DIRECTIONS FOR THIS TASK> Your task is to repeat the records exactly from the line containing "Readme: the locator spots each instance of the person" onward, through the final line.

Items from a data source:
▼

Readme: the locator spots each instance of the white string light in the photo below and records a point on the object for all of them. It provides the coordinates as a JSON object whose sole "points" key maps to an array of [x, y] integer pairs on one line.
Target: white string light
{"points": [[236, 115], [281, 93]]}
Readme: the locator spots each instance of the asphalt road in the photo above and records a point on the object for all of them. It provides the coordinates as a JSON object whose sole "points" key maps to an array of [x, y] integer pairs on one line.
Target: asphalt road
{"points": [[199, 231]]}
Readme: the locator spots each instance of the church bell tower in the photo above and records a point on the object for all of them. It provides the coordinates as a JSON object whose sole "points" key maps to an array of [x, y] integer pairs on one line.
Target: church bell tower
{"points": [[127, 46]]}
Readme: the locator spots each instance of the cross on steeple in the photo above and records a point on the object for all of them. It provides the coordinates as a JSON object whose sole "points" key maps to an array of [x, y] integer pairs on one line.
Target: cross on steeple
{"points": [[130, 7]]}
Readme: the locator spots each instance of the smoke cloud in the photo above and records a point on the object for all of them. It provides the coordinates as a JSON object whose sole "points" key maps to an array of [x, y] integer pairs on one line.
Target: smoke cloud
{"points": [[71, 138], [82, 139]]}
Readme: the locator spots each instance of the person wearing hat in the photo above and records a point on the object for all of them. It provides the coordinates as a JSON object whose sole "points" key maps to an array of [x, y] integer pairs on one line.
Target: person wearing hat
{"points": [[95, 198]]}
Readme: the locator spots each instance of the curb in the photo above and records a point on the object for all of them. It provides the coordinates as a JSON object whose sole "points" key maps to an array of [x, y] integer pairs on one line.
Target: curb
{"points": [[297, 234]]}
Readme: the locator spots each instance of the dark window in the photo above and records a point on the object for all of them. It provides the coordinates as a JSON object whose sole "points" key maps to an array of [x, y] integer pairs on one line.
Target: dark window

▲

EXERCISE OUTPUT>
Readme: the locator spots each instance of the person wearing hat in the photo above and records a point on the object for all of them. It provides the coordinates as a JSON object whose sole "points" key maps to an array of [x, y] integer pairs on one line.
Target: person wearing hat
{"points": [[95, 198]]}
Readme: the locator spots each instance of the curb in the photo above and records a point on the object for all of them. It provides the coordinates as a JSON object whose sole "points" key maps to an array of [x, y] integer pairs on one line.
Target: curb
{"points": [[297, 234]]}
Readme: the locator spots each instance of the dark window in the photo above and records a point on the object for all of them. It provides the coordinates as a JSON object whose sole "points" key maps to an array of [x, y] integer pairs on one line.
Target: dark window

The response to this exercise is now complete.